Top of Source information

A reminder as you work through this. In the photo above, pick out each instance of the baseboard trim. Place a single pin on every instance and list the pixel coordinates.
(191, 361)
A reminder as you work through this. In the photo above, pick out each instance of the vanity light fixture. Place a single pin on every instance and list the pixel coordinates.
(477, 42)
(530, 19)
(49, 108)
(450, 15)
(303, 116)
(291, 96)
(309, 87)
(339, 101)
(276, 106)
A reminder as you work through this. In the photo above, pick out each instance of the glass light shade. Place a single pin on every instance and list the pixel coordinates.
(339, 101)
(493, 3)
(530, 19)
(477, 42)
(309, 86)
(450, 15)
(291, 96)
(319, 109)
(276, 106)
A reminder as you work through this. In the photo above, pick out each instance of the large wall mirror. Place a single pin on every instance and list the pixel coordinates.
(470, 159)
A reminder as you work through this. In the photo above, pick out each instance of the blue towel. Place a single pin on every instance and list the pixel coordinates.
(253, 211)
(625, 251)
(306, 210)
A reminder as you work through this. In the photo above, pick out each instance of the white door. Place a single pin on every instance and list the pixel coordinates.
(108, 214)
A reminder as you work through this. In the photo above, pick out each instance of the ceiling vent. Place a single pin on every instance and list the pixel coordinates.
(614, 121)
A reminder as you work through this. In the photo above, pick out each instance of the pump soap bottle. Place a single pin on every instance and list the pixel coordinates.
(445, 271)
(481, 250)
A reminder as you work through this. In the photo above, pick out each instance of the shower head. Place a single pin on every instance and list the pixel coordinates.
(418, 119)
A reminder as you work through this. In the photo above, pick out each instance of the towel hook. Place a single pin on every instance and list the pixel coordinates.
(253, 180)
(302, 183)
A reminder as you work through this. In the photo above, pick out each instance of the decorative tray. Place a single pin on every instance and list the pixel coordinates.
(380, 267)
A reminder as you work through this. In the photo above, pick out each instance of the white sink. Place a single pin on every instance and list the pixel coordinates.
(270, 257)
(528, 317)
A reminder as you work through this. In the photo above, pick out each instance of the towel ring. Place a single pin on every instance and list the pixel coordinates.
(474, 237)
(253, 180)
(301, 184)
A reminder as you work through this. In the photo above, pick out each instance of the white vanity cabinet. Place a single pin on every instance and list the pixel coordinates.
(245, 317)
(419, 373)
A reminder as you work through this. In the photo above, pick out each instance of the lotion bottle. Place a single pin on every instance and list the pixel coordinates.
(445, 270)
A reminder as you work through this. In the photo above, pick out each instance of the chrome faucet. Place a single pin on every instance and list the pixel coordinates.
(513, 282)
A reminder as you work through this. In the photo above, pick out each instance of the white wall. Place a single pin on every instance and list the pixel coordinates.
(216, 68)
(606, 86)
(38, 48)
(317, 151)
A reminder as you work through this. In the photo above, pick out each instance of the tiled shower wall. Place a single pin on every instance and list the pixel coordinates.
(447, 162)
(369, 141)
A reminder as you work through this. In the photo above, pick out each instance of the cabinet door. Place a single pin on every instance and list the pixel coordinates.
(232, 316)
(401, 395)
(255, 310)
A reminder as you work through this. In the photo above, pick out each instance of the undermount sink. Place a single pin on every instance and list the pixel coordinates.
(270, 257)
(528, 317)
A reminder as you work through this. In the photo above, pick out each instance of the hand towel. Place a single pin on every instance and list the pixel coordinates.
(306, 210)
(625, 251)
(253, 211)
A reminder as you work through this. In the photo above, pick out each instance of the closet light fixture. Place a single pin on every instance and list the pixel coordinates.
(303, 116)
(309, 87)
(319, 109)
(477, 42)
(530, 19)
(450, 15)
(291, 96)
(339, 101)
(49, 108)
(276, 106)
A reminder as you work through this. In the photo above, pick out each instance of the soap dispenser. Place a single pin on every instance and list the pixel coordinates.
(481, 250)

Bottom of Source information

## Action item:
Could you copy out the data in full, exactly as it is written?

## Result of this task:
A reminder as you work through this. In the photo above, pick out each instance of the baseboard trim. Place a single pin on every instance and list the pixel coordinates.
(191, 361)
A reminder as you work through this. In the photo above, pick out each instance of the vanity light fixture. Place a single pin on every instance and list the pixel coordinates.
(477, 42)
(530, 19)
(49, 108)
(450, 15)
(303, 116)
(291, 96)
(309, 87)
(339, 101)
(276, 106)
A reminder as you work through this. In the photo above, pick out each instance of the glass light shade. Place a single pin on every instance and list the pixel coordinates.
(339, 101)
(493, 3)
(530, 19)
(477, 42)
(309, 86)
(450, 15)
(291, 96)
(319, 109)
(276, 106)
A reminder as you work through this. In the photo above, pick out each instance of the large wall mirror. Place a single pin on every instance and list the pixel coordinates.
(470, 159)
A reminder as you work through this. In the photo above, pick out each instance of the blue towel. Place a single pin on every instance and list the pixel coordinates.
(253, 211)
(625, 251)
(306, 210)
A reminder as you work through this. In the photo above, pick out each instance of the white door. Place a single pin on every instance and list the pixel coordinates.
(108, 214)
A reminder as you work through this. In the photo above, pick out each instance of the ceiling vent. Place a single pin on every instance and list the pixel coordinates.
(614, 121)
A reminder as you work through this. In the photo above, pick out each instance of the pump soap bottle. Place a single pin on every instance and list the pixel coordinates.
(445, 271)
(481, 250)
A reminder as you work through this. In the photo above, pick out each instance of the shower head. Place a single pin on every instance and list the pixel coordinates.
(418, 119)
A reminder as you work through this. In the photo above, pick out each instance of the towel hook. Place a single pin on every instance and list the pixel coordinates.
(253, 180)
(302, 183)
A reminder as you work through this. In the photo above, pick out each instance of the decorative tray. Place a single pin on every instance and list the pixel coordinates.
(380, 267)
A reminder as you work through this. In the photo above, pick out each instance of the white sink. Place a single pin on every instance and list the pixel coordinates.
(270, 257)
(528, 317)
A reminder as you work through this. In the photo above, pick out each instance of the towel ring. Place a single pin on every instance and list the pixel coordinates.
(474, 237)
(253, 180)
(301, 184)
A reminder as you work through this. In the photo above, pick out each instance of the white vanity cabinet. Place a single pin on every instance and list the pixel coordinates.
(245, 317)
(419, 373)
A reminder as you work through this. In the photo above, pick out each instance of the lotion bottle. Place a single pin on every instance and list the pixel coordinates.
(445, 270)
A reminder as you work through this. In the photo above, pick out each instance of the chrome faucet. Place a single pin on every instance and list the pixel coordinates.
(513, 282)
A reminder as you work through this. In the photo above, pick out each instance of the white wall. Place a single pin on every instance and list the pixel coordinates.
(216, 68)
(606, 86)
(38, 48)
(317, 151)
A reminder as you work through this. In the photo above, pick out each instance of the tiled shower wall. Place a single pin on every instance and list the pixel coordinates.
(447, 162)
(369, 141)
A reminder as you work through this. In the photo above, pick out each instance of the cabinet door. Place a single pin on every instance and list the pixel coordinates.
(232, 316)
(401, 395)
(255, 310)
A reminder as you work through this. In the photo above, pick out each instance of the undermount sink. Place a single pin on every instance and list the pixel coordinates.
(270, 257)
(528, 317)
A reminder as you work through this. In the photo above, pick out each instance of the hand towel. Place a single pin on every instance and list the pixel coordinates.
(306, 210)
(625, 251)
(253, 211)
A reminder as you work through this. In the photo above, pick out each instance of the closet light fixture. Place a single pin on every instance and list the pixel coordinates.
(303, 116)
(309, 87)
(319, 109)
(477, 42)
(530, 19)
(450, 15)
(291, 96)
(339, 101)
(49, 108)
(276, 106)
A reminder as you work through this. In the photo above, pick out each instance of the soap dispenser. Place a single pin on every instance and list the pixel coordinates.
(481, 250)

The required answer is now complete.